▶ [Job] Collect every line in the data below that contains the word "glass", and copy each of those lines out in full.
[Start Information shown]
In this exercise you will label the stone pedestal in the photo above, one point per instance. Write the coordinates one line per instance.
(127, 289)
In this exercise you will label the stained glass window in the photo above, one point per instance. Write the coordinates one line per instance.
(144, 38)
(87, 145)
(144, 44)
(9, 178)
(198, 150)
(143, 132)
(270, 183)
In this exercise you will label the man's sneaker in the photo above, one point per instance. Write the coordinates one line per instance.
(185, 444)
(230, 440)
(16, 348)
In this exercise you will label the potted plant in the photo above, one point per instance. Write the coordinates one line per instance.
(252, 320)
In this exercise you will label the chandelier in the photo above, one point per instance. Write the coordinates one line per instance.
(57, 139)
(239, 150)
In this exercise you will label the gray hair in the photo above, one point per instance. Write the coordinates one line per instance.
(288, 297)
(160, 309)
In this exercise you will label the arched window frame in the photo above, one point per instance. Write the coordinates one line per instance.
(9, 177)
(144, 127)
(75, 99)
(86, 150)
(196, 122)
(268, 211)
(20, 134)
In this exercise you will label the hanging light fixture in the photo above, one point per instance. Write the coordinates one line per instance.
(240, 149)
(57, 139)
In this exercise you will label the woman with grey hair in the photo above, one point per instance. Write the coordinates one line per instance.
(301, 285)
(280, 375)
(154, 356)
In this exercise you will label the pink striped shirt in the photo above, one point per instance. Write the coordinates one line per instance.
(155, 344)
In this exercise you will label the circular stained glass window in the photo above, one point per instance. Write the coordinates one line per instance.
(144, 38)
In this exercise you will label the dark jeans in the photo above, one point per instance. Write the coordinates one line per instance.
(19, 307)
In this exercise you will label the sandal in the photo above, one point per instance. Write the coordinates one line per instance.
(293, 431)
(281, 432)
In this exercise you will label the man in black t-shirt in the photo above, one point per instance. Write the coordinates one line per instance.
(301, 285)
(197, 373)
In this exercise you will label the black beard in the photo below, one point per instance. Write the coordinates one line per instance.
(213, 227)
[End Information shown]
[Start Information shown]
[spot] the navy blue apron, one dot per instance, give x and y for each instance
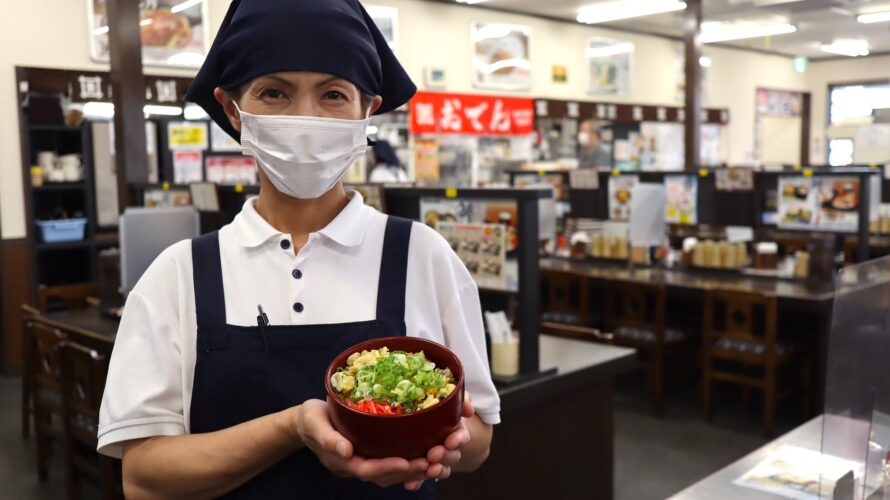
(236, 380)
[End Information shown]
▶ [The completed task]
In this exercise you will label the stained glass window in the photo above, one point per instance. Write the coordinates one line per instance.
In this exercise you will label the circular stained glass window in the photo above, one point per instance. Write the coordinates one line per instance.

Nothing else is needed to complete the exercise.